## Brief
From the first line to the last, repeat the data exactly and drop the pictures.

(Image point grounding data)
╭──

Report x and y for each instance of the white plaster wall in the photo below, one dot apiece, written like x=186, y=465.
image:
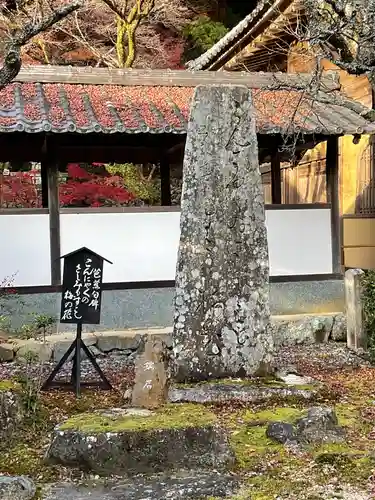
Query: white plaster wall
x=24, y=249
x=143, y=245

╰──

## Finished exercise
Report x and y for each instance of the white plaster wall in the photo below, one dot apiece, written like x=186, y=465.
image:
Query: white plaster wall
x=24, y=249
x=143, y=245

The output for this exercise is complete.